- _To do_
Transcribe exactly the line in which "Can you find the flagpole?" occurs, plus every line that comes after it up to the end of the entries.
---
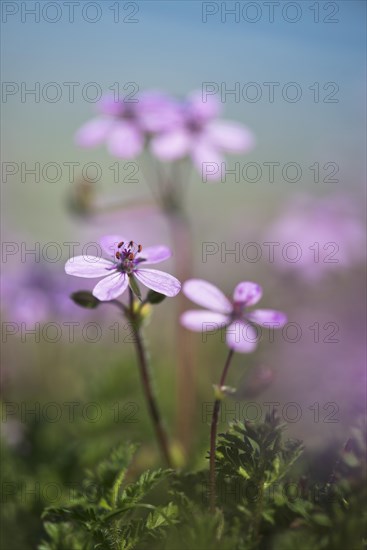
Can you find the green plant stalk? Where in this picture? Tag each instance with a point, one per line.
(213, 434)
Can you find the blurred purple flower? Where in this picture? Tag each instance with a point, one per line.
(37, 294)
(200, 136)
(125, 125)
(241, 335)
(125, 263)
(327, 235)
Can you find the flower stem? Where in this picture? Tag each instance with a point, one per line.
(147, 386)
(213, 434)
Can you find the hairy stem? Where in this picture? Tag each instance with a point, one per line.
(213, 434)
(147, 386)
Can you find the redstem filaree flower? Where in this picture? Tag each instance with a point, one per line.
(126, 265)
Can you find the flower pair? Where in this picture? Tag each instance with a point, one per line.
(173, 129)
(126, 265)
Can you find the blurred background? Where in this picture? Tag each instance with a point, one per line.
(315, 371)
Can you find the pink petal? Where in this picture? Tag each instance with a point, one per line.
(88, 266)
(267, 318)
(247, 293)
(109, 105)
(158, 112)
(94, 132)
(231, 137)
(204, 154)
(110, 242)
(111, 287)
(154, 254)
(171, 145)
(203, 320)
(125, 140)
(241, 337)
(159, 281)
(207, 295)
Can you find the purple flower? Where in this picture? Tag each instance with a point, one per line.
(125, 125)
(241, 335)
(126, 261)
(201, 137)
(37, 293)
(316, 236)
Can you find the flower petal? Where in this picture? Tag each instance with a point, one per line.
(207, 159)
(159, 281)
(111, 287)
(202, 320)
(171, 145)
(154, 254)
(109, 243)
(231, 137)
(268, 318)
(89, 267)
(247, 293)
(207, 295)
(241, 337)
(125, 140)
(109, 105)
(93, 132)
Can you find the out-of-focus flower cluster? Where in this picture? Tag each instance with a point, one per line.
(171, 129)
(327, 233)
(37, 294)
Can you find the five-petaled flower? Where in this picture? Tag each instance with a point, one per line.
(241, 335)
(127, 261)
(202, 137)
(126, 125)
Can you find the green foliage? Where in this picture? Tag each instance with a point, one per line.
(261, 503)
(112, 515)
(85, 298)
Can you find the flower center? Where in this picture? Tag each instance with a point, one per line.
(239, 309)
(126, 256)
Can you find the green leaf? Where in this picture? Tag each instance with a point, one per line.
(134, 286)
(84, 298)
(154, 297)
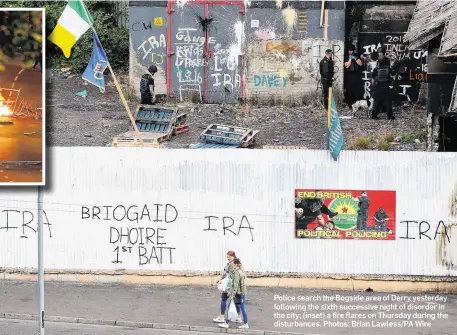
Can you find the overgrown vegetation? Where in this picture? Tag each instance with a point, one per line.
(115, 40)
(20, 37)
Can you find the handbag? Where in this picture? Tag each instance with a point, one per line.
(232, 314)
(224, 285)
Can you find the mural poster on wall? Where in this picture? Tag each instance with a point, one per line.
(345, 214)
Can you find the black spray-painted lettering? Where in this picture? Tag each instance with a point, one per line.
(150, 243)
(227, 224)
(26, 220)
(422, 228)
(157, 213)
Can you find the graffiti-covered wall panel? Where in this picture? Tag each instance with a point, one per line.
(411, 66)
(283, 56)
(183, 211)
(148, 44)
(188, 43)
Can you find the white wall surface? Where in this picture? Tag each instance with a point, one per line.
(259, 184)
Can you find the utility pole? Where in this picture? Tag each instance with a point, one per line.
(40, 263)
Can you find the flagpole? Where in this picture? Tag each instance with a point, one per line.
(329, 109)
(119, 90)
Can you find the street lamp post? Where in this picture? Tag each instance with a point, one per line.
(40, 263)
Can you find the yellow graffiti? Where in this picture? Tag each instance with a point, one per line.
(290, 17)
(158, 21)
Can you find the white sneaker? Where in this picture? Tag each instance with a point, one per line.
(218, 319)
---
- _Your response_
Can you find the flagpole? Where in this picture? Tag each instance with a point, one per line.
(329, 109)
(119, 90)
Can you find the street lamp post? Where in this picture? Tag each instance with a point, one per line.
(40, 263)
Can you find the yellow graffiti? Where in this picture? Tag each instance with a point, one per line.
(290, 17)
(158, 21)
Can you find the white sneaker? Where in this picture? Tag each instance with a point, one per line.
(218, 319)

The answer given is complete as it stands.